• _Text passage_:
----
After its release, the book received mostly positive reviews. It was listed by Rolling Stone as one of the 10 Best Music Books in 2016. Jason Diamond from the publication reviewed it and found that the book gave a "fuller, weirder and more interesting overview of Madonna" than was already present in previous works about her. He complimented the author's "riveting" way of presenting the past figures from Bay City associated with the singer as well as Simone's own transition into indie music. Jennifer Levin from The Santa Fe New Mexican commended Simone's "wit and grace" in reporting Bay City's troubled relationship with Madonna, including the political agenda surrounding her. She noted that the story found its footing at the point in the book where the author wrote about Flying Wedge (in the last chapter). Writing for PopMatters, Megan Volpert rated the book 7 out of 10 stars, and described it as "excellent", suggesting it as an important addition to modern cultural criticism. She commended Simone's writing and her courage to pick up an unusual subject for the book. Volpert commented, "Does the world need one more half-baked biographical update on Madonna? No, it does not. What the world does need is Simone's productively clear-eyed assessment of her own musical and journalistic failures, [...] for the detours unavoidably provoked by fame and fandom," concluded the review.

Dmitry Samarov from Chicago Reader found contrast in the author's description of Madonna's rising popularity and her own indie rock music career. To him, the most interesting portion was when Simone realized in the book that the singer's output was simply enjoyed by people because "it makes them happy". Samarov, who professed that he did not have much interest in Madonna's career, was glad that Madonnaland was written about one's "success and failure". The National Public Radio network of the United States listed Madonnaland as one of their Best Books of 2016. Critic Michael Schaub analyzed the subject and felt that Simone's humorous method of writing was also "a perceptive, compassionate one". Schaub also reviewed the release for Men's Journal where he commented about Simone's viewpoint on pop music fandom and its inclusion in the book. Kirkus Reviews writer Craig Marks found the portions where the author wrote about her previous profession as a dancer as "stunning" and called the book a "provocative analysis".

Naomi Fry from The New York Times appreciated the last chapter of Madonnaland with its exploration of Flying Wedge and other forgotten indie rock bands present in Bay City. However, she was critical of the book's initial chapters about Bay City's people and the interviews that Simone conducted, finding them to be not "meaningful enough to hold our attention". Fry also found the author's method of talking about her own musical aspects to be distracting, when she should have been analyzing the work of Madonna.
----
• _To do_:
a – In the text about reviews of Madonnaland, what rating did Megan Volpert give the book?
b – Restate the review text from "Naomi Fry from" to "work of Madonna.", renaming "Bay City" as "the town" throughout.

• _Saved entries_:
----
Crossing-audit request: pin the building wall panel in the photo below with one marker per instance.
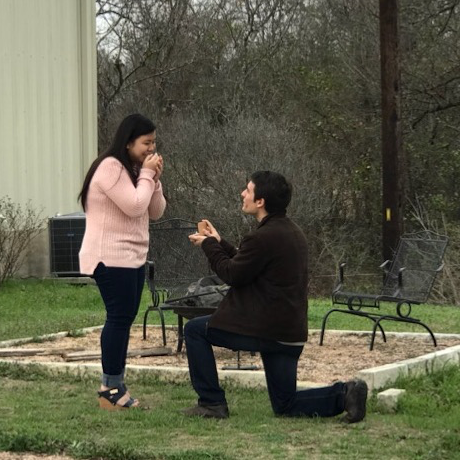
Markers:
(47, 101)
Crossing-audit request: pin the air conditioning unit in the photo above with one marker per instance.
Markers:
(66, 235)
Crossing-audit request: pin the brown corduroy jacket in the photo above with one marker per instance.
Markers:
(268, 279)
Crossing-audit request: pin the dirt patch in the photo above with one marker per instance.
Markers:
(340, 358)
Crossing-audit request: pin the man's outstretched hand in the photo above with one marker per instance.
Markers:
(210, 230)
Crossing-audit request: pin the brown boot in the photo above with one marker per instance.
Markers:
(217, 411)
(355, 401)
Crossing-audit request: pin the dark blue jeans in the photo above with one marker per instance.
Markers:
(280, 364)
(121, 290)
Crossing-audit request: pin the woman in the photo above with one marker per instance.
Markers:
(121, 191)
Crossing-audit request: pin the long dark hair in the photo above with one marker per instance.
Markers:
(132, 127)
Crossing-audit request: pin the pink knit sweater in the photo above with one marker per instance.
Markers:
(117, 217)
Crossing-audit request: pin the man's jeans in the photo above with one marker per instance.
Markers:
(280, 364)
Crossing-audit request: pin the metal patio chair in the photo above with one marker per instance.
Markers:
(408, 280)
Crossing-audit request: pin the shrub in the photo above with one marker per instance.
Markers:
(19, 225)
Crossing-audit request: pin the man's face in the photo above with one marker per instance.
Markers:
(249, 205)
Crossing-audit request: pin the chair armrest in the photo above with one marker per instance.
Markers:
(150, 275)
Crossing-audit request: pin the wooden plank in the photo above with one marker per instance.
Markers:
(91, 355)
(9, 352)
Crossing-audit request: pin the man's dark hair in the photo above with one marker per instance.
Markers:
(273, 188)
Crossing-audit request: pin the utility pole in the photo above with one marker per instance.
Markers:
(393, 160)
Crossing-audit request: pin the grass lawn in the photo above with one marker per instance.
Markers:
(32, 307)
(49, 414)
(46, 413)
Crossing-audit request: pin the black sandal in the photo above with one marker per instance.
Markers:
(108, 399)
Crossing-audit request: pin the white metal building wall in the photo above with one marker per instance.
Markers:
(48, 124)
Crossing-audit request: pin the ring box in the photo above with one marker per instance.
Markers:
(202, 226)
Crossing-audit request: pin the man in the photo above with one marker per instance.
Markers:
(265, 310)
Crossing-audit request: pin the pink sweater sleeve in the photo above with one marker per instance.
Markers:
(113, 180)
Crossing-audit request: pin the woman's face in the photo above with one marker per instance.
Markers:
(141, 147)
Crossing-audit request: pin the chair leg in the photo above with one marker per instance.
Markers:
(163, 327)
(180, 330)
(144, 329)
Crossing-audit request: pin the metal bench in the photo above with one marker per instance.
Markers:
(173, 264)
(408, 280)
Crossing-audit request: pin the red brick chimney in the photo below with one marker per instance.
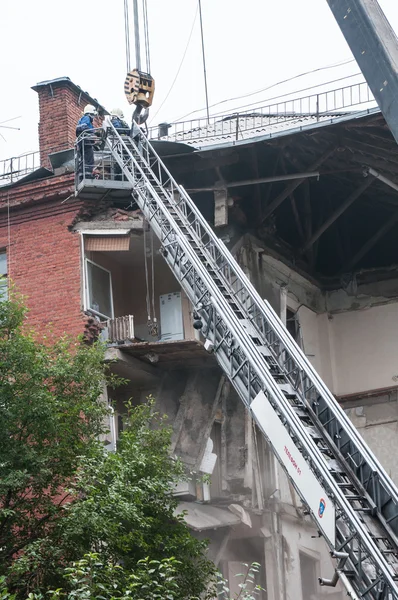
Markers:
(61, 104)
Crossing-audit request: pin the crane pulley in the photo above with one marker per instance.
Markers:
(139, 86)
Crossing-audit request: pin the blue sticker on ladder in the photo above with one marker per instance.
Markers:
(321, 509)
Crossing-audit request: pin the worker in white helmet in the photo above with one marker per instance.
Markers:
(86, 143)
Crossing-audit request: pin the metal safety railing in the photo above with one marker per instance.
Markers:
(93, 161)
(242, 124)
(14, 168)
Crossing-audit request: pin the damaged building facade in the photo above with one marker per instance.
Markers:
(308, 205)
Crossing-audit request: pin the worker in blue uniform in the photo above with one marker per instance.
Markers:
(86, 144)
(117, 120)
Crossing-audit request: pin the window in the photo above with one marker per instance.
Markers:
(99, 290)
(292, 324)
(309, 579)
(3, 276)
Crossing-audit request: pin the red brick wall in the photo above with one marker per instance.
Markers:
(44, 259)
(60, 108)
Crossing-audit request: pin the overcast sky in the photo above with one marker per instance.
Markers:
(250, 45)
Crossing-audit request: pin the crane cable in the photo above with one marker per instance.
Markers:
(127, 35)
(137, 35)
(146, 35)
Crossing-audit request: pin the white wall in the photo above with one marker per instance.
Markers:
(354, 351)
(365, 348)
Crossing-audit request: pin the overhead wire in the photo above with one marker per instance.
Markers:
(341, 63)
(281, 97)
(180, 65)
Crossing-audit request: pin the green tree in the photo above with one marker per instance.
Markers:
(50, 416)
(63, 497)
(125, 512)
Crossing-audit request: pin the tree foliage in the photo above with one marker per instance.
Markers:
(50, 415)
(71, 514)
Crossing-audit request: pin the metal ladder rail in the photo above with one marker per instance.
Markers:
(240, 334)
(348, 488)
(385, 502)
(330, 416)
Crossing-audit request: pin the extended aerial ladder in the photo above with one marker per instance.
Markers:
(351, 499)
(347, 492)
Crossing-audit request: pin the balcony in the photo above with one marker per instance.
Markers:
(126, 280)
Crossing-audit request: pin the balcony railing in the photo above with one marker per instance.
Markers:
(14, 168)
(268, 119)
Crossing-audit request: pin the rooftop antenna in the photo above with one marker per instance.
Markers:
(204, 60)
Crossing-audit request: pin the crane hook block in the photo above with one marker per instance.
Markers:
(139, 88)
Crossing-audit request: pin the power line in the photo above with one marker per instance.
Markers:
(204, 60)
(269, 87)
(180, 67)
(283, 96)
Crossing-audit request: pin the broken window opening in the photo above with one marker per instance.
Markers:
(99, 290)
(116, 284)
(293, 325)
(3, 276)
(309, 567)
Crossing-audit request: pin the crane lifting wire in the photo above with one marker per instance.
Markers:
(139, 85)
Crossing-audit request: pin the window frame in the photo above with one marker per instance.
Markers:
(4, 278)
(87, 291)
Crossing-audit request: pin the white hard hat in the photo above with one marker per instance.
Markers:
(89, 109)
(117, 112)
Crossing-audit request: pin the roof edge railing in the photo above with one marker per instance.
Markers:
(236, 123)
(14, 168)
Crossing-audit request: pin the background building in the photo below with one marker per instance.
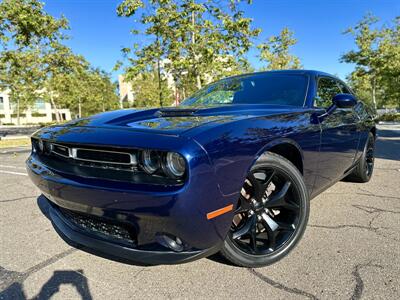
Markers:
(40, 112)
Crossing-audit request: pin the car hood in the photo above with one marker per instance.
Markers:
(177, 120)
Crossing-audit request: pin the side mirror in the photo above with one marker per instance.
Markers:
(344, 100)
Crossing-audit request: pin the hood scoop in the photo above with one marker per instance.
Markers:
(176, 112)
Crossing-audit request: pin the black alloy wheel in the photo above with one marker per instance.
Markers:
(271, 214)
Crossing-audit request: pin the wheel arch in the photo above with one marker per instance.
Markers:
(287, 148)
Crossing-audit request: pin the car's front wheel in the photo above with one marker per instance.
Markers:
(271, 214)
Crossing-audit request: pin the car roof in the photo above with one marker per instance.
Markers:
(296, 71)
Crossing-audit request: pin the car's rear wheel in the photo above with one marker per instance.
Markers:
(271, 215)
(365, 166)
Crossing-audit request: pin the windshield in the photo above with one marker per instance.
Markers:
(263, 88)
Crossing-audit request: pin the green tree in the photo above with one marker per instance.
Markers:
(193, 41)
(377, 61)
(276, 51)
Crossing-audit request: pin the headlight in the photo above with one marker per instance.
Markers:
(150, 161)
(175, 165)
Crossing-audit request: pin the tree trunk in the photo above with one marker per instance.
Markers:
(53, 104)
(79, 109)
(159, 82)
(18, 114)
(198, 79)
(374, 92)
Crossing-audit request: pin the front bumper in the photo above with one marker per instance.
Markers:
(179, 213)
(77, 235)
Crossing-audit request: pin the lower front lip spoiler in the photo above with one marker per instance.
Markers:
(78, 236)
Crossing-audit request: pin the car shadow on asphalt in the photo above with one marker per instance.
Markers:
(74, 278)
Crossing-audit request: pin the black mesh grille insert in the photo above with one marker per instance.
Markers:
(103, 156)
(100, 226)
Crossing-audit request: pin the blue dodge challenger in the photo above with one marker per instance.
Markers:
(231, 170)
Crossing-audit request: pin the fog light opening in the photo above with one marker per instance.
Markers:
(171, 242)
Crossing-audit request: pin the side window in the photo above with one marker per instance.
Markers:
(327, 88)
(345, 89)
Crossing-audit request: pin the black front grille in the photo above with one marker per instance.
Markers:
(60, 150)
(103, 156)
(96, 225)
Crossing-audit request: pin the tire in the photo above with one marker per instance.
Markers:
(290, 217)
(365, 166)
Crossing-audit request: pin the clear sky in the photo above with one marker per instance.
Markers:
(99, 34)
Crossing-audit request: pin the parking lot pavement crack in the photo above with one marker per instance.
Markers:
(372, 209)
(17, 199)
(344, 226)
(359, 287)
(8, 278)
(365, 192)
(281, 286)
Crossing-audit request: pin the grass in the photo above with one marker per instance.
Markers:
(15, 143)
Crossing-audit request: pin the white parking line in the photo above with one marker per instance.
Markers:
----
• _Set of answers_:
a – She rated it 7 out of 10 stars.

b –
Naomi Fry from The New York Times appreciated the last chapter of Madonnaland with its exploration of Flying Wedge and other forgotten indie rock bands present in the town. However, she was critical of the book's initial chapters about the town's people and the interviews that Simone conducted, finding them to be not "meaningful enough to hold our attention". Fry also found the author's method of talking about her own musical aspects to be distracting, when she should have been analyzing the work of Madonna.